__EXERCISE GOAL__
The entire listing is to be repeated verbatim.

__Pointing dataset records__
---
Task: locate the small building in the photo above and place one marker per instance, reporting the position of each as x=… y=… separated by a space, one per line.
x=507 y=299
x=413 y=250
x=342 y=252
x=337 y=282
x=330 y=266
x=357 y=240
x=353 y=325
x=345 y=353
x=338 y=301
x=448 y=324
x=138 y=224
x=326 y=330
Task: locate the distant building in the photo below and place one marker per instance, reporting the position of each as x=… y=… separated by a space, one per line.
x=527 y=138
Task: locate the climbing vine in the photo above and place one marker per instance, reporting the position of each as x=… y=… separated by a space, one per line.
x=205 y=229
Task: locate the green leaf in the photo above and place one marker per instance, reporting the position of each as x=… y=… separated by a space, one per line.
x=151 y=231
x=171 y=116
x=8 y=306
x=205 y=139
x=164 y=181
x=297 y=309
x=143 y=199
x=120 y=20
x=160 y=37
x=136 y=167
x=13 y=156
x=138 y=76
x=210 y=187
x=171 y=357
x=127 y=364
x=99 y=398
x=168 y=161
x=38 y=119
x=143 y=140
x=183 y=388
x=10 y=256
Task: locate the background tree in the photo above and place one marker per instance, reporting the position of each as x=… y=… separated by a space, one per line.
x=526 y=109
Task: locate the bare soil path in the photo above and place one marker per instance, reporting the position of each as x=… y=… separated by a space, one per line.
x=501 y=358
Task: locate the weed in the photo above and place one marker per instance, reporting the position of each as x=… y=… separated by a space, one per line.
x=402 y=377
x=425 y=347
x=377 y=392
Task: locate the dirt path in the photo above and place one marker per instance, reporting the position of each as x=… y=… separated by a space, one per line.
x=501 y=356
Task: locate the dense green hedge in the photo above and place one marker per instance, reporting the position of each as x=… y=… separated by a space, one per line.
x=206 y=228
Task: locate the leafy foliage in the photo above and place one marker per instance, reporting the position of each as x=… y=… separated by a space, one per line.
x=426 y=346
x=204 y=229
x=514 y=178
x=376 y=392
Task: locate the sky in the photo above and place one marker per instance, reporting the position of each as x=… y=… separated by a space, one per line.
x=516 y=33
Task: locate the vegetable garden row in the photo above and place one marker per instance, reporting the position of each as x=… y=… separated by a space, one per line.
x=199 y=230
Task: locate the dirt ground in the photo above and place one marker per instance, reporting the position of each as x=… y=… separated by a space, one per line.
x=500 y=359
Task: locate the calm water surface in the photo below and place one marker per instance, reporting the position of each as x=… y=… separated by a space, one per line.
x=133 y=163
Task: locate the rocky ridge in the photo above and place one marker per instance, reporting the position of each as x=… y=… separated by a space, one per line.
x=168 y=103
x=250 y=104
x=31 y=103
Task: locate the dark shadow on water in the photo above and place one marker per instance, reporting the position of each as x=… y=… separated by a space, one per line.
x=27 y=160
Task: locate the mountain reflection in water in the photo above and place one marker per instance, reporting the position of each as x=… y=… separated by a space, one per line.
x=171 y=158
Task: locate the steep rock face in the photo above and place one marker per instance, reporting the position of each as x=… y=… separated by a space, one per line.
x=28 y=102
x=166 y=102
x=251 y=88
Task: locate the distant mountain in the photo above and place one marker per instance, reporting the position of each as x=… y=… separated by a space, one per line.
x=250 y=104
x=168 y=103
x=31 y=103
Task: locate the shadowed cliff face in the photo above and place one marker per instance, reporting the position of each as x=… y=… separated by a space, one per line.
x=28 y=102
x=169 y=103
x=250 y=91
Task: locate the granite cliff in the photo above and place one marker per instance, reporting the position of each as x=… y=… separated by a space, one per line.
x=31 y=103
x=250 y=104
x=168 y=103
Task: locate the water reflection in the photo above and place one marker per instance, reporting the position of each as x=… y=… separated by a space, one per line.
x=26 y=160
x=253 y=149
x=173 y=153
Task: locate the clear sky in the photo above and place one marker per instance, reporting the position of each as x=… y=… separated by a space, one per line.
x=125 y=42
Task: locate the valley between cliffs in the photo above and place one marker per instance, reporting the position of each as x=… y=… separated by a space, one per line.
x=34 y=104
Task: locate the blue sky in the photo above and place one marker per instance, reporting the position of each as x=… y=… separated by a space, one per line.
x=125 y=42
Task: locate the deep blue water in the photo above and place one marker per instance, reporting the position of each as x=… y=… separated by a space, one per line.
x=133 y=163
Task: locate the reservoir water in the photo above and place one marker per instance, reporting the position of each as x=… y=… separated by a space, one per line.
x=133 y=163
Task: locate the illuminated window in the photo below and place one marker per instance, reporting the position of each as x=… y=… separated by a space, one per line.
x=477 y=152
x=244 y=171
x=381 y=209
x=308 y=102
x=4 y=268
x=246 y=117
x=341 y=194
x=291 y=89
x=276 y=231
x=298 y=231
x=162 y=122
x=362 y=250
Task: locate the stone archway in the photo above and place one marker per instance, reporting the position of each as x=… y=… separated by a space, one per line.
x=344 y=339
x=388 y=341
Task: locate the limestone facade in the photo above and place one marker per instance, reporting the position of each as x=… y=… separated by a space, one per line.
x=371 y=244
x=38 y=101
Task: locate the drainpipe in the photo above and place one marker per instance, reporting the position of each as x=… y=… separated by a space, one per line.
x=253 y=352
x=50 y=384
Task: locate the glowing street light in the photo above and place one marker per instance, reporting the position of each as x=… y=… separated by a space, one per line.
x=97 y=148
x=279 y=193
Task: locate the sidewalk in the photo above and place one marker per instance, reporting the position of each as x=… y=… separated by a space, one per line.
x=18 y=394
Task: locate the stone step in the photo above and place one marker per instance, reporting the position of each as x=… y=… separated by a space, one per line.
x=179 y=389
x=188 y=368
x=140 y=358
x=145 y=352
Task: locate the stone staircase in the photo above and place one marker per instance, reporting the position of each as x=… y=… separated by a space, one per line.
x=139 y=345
---
__SOLUTION FOR THIS EXERCISE__
Task: locate the small building in the photo above and place one marker per instance, reporting the position of each as x=… y=… separated by a space, one per line.
x=507 y=299
x=413 y=250
x=342 y=252
x=337 y=282
x=330 y=266
x=357 y=240
x=353 y=325
x=345 y=353
x=338 y=301
x=448 y=324
x=138 y=224
x=326 y=330
Task: locate the distant building in the photo below and place one marker per instance, reporting the position of each as x=… y=… separated by a space, one per line.
x=527 y=138
Task: locate the climbing vine in the photo above and place one marker per instance, reporting the position of each as x=… y=… separated by a space, one per line.
x=205 y=229
Task: locate the green leaf in the photo above and place one marker per instance, reporting the position of each as x=… y=… separated by a space, one per line.
x=151 y=231
x=171 y=116
x=8 y=306
x=205 y=139
x=164 y=181
x=297 y=309
x=143 y=199
x=120 y=20
x=160 y=37
x=136 y=167
x=13 y=156
x=138 y=76
x=210 y=187
x=171 y=357
x=127 y=364
x=99 y=398
x=168 y=161
x=38 y=119
x=143 y=140
x=183 y=388
x=10 y=256
Task: locate the background tree in the photo above and place one marker per instance, reporting the position of each as x=… y=… separated by a space, one per line.
x=526 y=109
Task: locate the bare soil path in the photo above and place one marker per instance, reporting the position of each as x=… y=… separated by a space, one per line.
x=501 y=358
Task: locate the weed in the photo above and place one marker per instance, reporting the position of each as x=… y=… separated by a space, one per line.
x=402 y=377
x=425 y=347
x=377 y=392
Task: locate the dirt path in the photo above and place one marker per instance, reporting the position of each as x=… y=… separated by a space, one per line.
x=501 y=356
Task: locate the dense green hedge in the photo above and place one marker per instance, reporting the position of each as x=… y=… separated by a space, one per line.
x=206 y=228
Task: locate the leafy foliage in the photo above and place one marker per instance, reporting the position of each as x=… y=… separated by a space, one per line.
x=426 y=346
x=204 y=229
x=514 y=178
x=376 y=392
Task: locate the sky in the photo above and place one marker per instance, reporting the position of each as x=… y=… separated by a space, one per line.
x=516 y=33
Task: locate the vegetable garden row in the photo above and place one marker per instance, reporting the position of each as x=… y=… separated by a space, one per line.
x=199 y=230
Task: locate the dirt ground in the photo above and place one marker per instance, reporting the position of each as x=… y=… separated by a space, one per line.
x=500 y=359
Task: locate the calm water surface in the photo below and place one marker per instance, reporting the position of each as x=… y=… separated by a space, one per line.
x=133 y=163
Task: locate the rocky ridge in the photo above and place one marker per instance, reporting the position of each as x=… y=… separated by a space, one per line.
x=168 y=103
x=250 y=104
x=31 y=103
Task: locate the dark shadow on water in the photo above and place one marker per instance, reporting the position of each as x=… y=… separated by a space, one per line.
x=27 y=160
Task: locate the mountain reflection in water in the photo above and place one marker per instance, reporting the position of each as x=… y=… separated by a space, one per line.
x=171 y=158
Task: locate the steep rock face in the photo above and place one marker per instance, reporting the position of each as x=… y=… separated by a space, one per line.
x=28 y=102
x=166 y=102
x=251 y=88
Task: locate the distant mountain in the photo above and place one marker per instance, reporting the position of each as x=… y=… separated by a space, one per line.
x=250 y=104
x=168 y=103
x=31 y=103
Task: locate the shadowed cliff face in the photo above and place one marker per instance, reporting the position of each as x=… y=… separated by a space, one per line.
x=28 y=102
x=169 y=103
x=250 y=91
Task: locate the granite cliff in the photo above and place one marker per instance, reporting the position of each as x=… y=… separated by a space, one per line.
x=31 y=103
x=250 y=104
x=168 y=103
Task: locate the water reflection in the photo above and place one marker per instance, reporting the position of each as x=… y=… separated by a space, one per line.
x=26 y=160
x=253 y=149
x=173 y=153
Task: locate the clear sky in the photo above and place one marker per instance, reporting the position of each as x=… y=… separated by a space, one per line.
x=125 y=42
Task: locate the valley between cliffs in the photo above and place one marker per instance, reporting the position of each as x=… y=… separated by a space, one per line.
x=34 y=104
Task: locate the blue sky in the photo above and place one marker per instance, reporting the position of each as x=… y=… separated by a space, one per line.
x=125 y=42
Task: locate the deep blue water in the photo above and place one marker per instance, reporting the position of each as x=… y=… separated by a space, one per line.
x=133 y=163
Task: locate the reservoir water in the photo above and place one marker per instance, reporting the position of each as x=… y=… separated by a space, one per line.
x=133 y=163
Task: locate the illuminated window in the photo below and place one marker per instance, reporting the position of each as x=… y=… separated by a space, one per line.
x=477 y=152
x=244 y=171
x=381 y=209
x=308 y=102
x=4 y=268
x=246 y=117
x=341 y=194
x=291 y=89
x=276 y=231
x=298 y=231
x=162 y=122
x=362 y=250
Task: locate the stone archway in the photo above and place one marker per instance, reporting the position of each as x=… y=… separated by a space, one per line.
x=344 y=339
x=388 y=341
Task: locate the limestone facade in the photo above and place one marker per instance, reporting the position of each as x=… y=… separated by a space, one per line.
x=371 y=244
x=38 y=101
Task: locate the drainpipe in the photo above and place one marker per instance, reporting the position of each as x=… y=… separated by a space, one per line.
x=253 y=352
x=50 y=384
Task: locate the glowing street light in the photo above and place one marker per instance, reporting the position of each as x=… y=… separated by a space, one per line.
x=97 y=148
x=279 y=193
Task: locate the sidewalk in the photo above and place one marker per instance, reporting the position of each as x=… y=… separated by a space, one per line.
x=18 y=394
Task: locate the stone step in the photo above and place one marker per instance, reporting the position of each as x=… y=… separated by a space, one per line.
x=179 y=389
x=188 y=368
x=140 y=358
x=145 y=352
Task: locate the stone staircase in the photo above and place one marker per instance, reporting the position of each as x=… y=… separated by a space, one per line.
x=139 y=345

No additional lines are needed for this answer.